Pemahaman menurut cara yang terakhir ini disebut zhahir.
Contoh lain dalam surat An-Nisa: 3
فانكحوا ماطاب لكم من
النّسآء مثنى وثلاث ورباع .
Artinya:
“maka kwinilah wanita-wanita ( lain ) yang kamu senangi; dua, tiga dan
empat.” [7]
Ayat
tersebut adalah nash mengenai pembatasan jumlah isteri yang terbanyak yaitu
empat orang isteri, karena itu adalah makna yang segera dipahami dari lafadznya
dan dimaksudkan secara asli dari susunan kalimatnya.
Nash
itu dalam penunjukannya terhadap hukum adalah lebih kuat dibandingkan dengan
zhahir, karena penunjukan nash lebih terang dari segi maknanya. Nash itulah
yang dituju menurut ungkapan asal. Sedangkan zhahir bukanlah tujuan langsung
dari pihak yang mengungkapkannya. Oleh karena itu, makna yang dituju secara
langsung itu lebih mudah untuk dipahami dibandingkan dengan makna lainnya yang
tidak langsung. Atas dasar itu, apabila terdapat pertentangan makna antara nash
dengan zhahir dalam penunjukannya , maka didahulukan yang nash, sehubungan
dengan ini bila terdapat pertentangan antara arti umum dan arti khusus, maka
yang harus didahulukan pengalamannya adalah yang berdasarkan arti khusus karena
arti kh usus inilah yang dimaksud menurut asal mulanya sedangkan arti umum
meskipun memang dimaksud pula tetapi didalam kerangka pengalaman seluruh satuan
arti (afrad)-nya. Contohnya firman Allah SWT dalam surat An-Nisa: 24 :
)dihalalkan untukmu selain yang disebutkan bagimu) وأحلّ لكم ماوراءذلكم
Ayat diatas disebutkan setelah menyebutkan
perempuan-perempuan yang tidak boleh dikawini oleh laki-laki. Hal ini berarti
tidak haramnya semua perempuan yang tidak tersebut dalam zhahir ayat tersebut,
termasuk kaein yang kelima. Namu zhahir ayat tersebut bertentangan dengan nash
ayat 3 surat An-Nisa yang secara tegas membatasi perkawinan itu sampai empat
orang. Dengan demikian perkawinan kelima sebagaimana yang dapat dilakukan
berdasarkan zhahir ayat sebelumnya menjadi batal menurut nash ayat ini.

------------------------------

Instruksi Tertulis 1:
Tuliskan ulang secara persis bagian teks tentang nash dan zhahir yang dibuka dengan kata-kata yang memuat "Contoh lain dalam" dan ditutup dengan "dari susunan kalimatnya.".
Instruksi Tertulis 2:
Kumpulkan setiap baris catatan yang memuat kata "pedestal", dengan memperhatikan perbedaan huruf besar dan kecil.
Teks dan catatan ini berdiri sendiri-sendiri tanpa saling berkaitan.

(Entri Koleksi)

------------------------------

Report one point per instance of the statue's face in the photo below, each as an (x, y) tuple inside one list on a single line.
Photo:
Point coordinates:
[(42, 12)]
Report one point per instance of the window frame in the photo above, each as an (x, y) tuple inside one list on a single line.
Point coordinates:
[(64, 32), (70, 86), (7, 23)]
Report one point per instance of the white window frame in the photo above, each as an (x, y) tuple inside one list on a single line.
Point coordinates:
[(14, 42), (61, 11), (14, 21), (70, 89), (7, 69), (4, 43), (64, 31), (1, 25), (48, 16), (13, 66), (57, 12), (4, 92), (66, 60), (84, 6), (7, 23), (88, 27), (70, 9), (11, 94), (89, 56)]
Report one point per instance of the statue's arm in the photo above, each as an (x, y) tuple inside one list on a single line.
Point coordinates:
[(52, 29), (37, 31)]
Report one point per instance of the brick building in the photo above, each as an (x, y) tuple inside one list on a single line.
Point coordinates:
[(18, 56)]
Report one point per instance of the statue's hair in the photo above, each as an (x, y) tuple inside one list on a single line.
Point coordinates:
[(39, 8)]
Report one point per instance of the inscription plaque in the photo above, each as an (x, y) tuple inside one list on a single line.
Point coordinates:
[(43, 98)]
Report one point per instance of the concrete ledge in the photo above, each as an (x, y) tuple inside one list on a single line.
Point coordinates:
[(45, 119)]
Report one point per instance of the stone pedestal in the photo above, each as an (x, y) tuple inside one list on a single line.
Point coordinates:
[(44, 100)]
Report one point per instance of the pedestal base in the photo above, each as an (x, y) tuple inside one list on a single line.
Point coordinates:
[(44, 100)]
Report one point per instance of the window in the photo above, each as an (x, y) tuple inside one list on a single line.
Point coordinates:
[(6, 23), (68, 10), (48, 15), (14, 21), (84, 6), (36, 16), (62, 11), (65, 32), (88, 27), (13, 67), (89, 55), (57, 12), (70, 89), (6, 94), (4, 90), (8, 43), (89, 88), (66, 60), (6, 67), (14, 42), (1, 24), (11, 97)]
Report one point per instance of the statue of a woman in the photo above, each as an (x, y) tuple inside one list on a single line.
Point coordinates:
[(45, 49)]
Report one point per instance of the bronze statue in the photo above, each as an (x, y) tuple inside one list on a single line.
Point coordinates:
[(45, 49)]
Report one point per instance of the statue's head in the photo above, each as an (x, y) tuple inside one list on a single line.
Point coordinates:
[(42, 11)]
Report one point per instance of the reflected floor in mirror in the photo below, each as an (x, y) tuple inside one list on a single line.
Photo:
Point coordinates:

------------------------------

Jawaban Lengkap 1:
Contoh lain dalam surat An-Nisa: 3
فانكحوا ماطاب لكم من
النّسآء مثنى وثلاث ورباع .
Artinya:
“maka kwinilah wanita-wanita ( lain ) yang kamu senangi; dua, tiga dan
empat.” [7]
Ayat
tersebut adalah nash mengenai pembatasan jumlah isteri yang terbanyak yaitu
empat orang isteri, karena itu adalah makna yang segera dipahami dari lafadznya
dan dimaksudkan secara asli dari susunan kalimatnya.

Jawaban Lengkap 2:
Report one point per instance of the stone pedestal in the photo above, each as an (x, y) tuple inside one list on a single line.
Report one point per instance of the pedestal base in the photo above, each as an (x, y) tuple inside one list on a single line.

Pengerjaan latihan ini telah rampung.